Stated task 1: According to the court opinion, how many restricted shares of Bates Troy did the plaintiff receive over the course of his employment?

Document segment:

## START

Singe v. Bates Troy, Inc.
This text of 172 N.Y.S.3d 147 (Singe v. Bates Troy, Inc.) is published on Counsel Stack Legal Research, covering Appellate Division of the Supreme Court of the State of New York primary law. Counsel Stack provides free access to over 12 million legal documents including statutes, case law, regulations, and constitutions.
Opinion
| Singe v Bates Troy, Inc. |
| 2022 NY Slip Op 04211 |
| Decided on June 30, 2022 |
| Appellate Division, Third Department |
| Published by New York State Law Reporting Bureau pursuant to Judiciary Law § 431. |
| This opinion is uncorrected and subject to revision before publication in the Official Reports. |
Decided and Entered:June 30, 2022
533629
v
Bates Troy, Inc., et al., Respondents.
Calendar Date:May 25, 2022
Before:Egan Jr., J.P., Clark, Aarons, Fisher and McShan, JJ.
Law Office of Ronald R. Benjamin, Binghamton (Ronald R. Benjamin of counsel), for appellant.
Coughlin & Gerhart, LLP, Binghamton (Alan J. Pope of counsel), for respondents.
McShan, J.
Appeals (1) from an order of the Supreme Court (Cerio Jr., J.), entered May 3, 2021 in Broome County, which granted defendants' motion to dismiss the complaint, and (2) from the judgment entered thereon.
Plaintiff was the general manager of defendant Bates Troy, Inc. from 2004 until 2018, when his employment was terminated by defendant Brian Kradjian, the president and majority shareholder of Bates Troy, purportedly for cause. Over the course of his employment, plaintiff received 222.22 restricted shares of Bates Troy, which equated to a 10% interest. Pursuant to the stock purchase agreement and the award of restricted stock agreement between plaintiff and Bates Troy, for-cause termination or voluntary resignation required plaintiff to sell his shares back to Bates Troy for $1, and any other end to plaintiff's employment required him to sell back his shares to Bates Troy or Kradjian, upon their request, at fair market value. Notwithstanding the terms of those agreements, plaintiff's termination letter directed him to simply return the share certificates without mentioning payment. Plaintiff did not comply with those instructions, prompting Kradjian, as the only other shareholder, to conduct a shareholder meeting in August 2018, approve the cancellation of plaintiff's shares and execute a resolution memorializing the cancellation.
In April 2019, Bates Troy brought an action against plaintiff, his son and his separate business, Premier Linen Services, alleging that plaintiff breached his fiduciary duty to Bates Troy, defrauded its customers, embezzled from it and diverted its assets to Premier. Meanwhile, plaintiff brought a separate action against defendants and Kradjian's wife for breach of contract, slander and libel, seeking compensatory and exemplary damages. In that action, plaintiff accused Kradjian of attempting to force his resignation by reducing his job responsibilities, thereby compelling him to give up his Bates Troy shares. According to plaintiff, when that strategy failed, Kradjian falsely accused him of wrongdoing in order to fire him for cause. The parties' dueling actions were eventually consolidated into one (hereinafter the first action).

## END

Stated task 2: In the records, take everything from the line containing "Can you find the shadow" down to the line containing "[[46, 1075]]", both included, and write all of those lines out again, the requests as well. Multiply every coordinate in the answers by 2.2 and round each to a whole number, with halves rounded up.

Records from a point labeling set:
## START

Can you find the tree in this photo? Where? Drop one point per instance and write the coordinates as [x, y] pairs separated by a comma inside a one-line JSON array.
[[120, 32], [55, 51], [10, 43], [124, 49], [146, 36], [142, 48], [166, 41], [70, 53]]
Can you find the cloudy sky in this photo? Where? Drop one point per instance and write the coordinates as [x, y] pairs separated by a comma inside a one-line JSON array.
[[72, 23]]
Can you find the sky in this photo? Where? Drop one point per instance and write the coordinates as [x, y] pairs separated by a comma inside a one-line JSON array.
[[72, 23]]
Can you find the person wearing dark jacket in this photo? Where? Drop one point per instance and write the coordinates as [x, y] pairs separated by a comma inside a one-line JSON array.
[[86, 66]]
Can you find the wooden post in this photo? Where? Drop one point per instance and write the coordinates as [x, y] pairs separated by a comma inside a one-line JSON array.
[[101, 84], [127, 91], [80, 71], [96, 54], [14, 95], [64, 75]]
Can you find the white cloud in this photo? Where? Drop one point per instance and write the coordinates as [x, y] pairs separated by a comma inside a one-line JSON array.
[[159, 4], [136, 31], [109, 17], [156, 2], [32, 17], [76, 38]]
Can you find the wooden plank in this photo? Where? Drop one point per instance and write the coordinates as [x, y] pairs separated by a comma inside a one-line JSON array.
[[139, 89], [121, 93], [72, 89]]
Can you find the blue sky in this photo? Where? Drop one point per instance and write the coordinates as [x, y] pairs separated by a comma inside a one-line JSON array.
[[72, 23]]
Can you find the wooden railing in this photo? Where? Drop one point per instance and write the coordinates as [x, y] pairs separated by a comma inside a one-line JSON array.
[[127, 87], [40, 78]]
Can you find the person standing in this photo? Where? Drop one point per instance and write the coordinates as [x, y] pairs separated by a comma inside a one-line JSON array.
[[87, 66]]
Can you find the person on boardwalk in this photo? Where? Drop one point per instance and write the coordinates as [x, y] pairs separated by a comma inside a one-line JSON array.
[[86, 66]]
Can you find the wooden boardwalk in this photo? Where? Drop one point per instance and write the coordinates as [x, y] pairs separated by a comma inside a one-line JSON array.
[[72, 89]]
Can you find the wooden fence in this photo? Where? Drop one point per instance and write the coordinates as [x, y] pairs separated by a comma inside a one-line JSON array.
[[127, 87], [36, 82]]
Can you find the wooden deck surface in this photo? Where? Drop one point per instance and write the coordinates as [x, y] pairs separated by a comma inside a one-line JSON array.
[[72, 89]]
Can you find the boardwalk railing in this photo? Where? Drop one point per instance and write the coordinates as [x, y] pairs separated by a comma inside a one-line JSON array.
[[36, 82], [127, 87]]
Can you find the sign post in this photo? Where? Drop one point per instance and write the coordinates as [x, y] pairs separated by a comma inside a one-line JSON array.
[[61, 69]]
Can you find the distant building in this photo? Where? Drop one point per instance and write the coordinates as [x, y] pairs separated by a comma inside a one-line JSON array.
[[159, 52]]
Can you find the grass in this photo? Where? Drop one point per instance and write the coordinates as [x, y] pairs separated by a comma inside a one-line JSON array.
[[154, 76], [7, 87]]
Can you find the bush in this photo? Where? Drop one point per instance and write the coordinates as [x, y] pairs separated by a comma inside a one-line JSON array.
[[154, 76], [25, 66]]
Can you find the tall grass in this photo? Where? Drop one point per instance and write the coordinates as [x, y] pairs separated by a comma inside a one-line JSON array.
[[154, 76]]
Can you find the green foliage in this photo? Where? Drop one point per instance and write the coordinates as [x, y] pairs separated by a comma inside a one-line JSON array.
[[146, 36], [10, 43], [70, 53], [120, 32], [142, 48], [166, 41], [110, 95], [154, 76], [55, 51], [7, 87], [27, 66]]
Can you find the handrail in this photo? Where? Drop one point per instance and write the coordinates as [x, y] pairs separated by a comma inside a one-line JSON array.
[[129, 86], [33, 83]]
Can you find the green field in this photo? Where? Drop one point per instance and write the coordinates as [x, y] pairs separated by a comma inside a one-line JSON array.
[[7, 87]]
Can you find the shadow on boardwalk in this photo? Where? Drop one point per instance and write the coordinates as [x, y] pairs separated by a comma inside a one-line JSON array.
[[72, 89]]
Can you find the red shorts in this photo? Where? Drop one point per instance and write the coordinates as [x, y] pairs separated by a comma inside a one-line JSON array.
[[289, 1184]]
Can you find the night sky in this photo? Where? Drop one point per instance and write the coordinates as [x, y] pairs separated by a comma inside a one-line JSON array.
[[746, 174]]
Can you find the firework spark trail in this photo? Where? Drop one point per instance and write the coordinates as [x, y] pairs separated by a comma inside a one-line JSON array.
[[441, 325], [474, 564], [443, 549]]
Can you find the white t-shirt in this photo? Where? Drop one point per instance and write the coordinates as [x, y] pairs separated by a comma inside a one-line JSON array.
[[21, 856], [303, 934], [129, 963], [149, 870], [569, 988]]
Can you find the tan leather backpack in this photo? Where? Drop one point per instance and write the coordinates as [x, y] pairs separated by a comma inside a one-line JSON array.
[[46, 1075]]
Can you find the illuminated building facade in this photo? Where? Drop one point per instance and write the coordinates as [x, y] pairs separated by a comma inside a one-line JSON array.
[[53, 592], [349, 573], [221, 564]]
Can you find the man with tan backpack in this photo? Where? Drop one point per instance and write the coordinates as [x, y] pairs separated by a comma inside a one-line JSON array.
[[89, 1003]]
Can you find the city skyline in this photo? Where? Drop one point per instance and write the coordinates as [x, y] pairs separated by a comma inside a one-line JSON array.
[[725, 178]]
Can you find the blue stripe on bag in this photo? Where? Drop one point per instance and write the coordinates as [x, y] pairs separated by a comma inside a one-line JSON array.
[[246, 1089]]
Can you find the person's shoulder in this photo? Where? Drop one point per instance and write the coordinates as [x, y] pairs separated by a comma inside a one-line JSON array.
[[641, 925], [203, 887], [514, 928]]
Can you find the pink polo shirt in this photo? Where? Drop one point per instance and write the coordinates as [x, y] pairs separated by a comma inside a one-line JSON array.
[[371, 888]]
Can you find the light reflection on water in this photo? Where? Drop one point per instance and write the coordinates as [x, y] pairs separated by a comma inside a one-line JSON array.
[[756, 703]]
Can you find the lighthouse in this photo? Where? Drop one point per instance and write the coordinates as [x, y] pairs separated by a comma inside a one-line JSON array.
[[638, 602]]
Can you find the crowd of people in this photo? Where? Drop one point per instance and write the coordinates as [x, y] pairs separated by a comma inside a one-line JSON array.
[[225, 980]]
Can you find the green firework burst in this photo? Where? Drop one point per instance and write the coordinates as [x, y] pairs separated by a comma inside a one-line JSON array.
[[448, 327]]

## END

Exercise output 1: 222.22 restricted shares, equal to a 10% interest.

Exercise output 2:
Can you find the shadow on boardwalk in this photo? Where? Drop one point per instance and write the coordinates as [x, y] pairs separated by a comma inside a one-line JSON array.
[[158, 196]]
Can you find the red shorts in this photo? Where? Drop one point per instance and write the coordinates as [x, y] pairs separated by a comma inside a one-line JSON array.
[[636, 2605]]
Can you find the night sky in this photo? Where? Drop one point per instance and write the coordinates as [x, y] pairs separated by a comma inside a one-line JSON array.
[[1641, 383]]
Can you find the firework spark trail in this photo? Where? Drop one point per instance and write the coordinates as [x, y] pairs separated by a comma inside a one-line JSON array.
[[970, 715], [1043, 1241], [975, 1208]]
Can you find the white t-shirt in this photo? Where? Drop one point per instance and write the coordinates as [x, y] pairs separated by a comma inside a one-line JSON array.
[[46, 1883], [667, 2055], [284, 2119], [328, 1914], [1252, 2174]]
Can you find the tan leather backpack in this photo? Where? Drop one point per instance and write the coordinates as [x, y] pairs separated by a comma inside a one-line JSON array.
[[101, 2365]]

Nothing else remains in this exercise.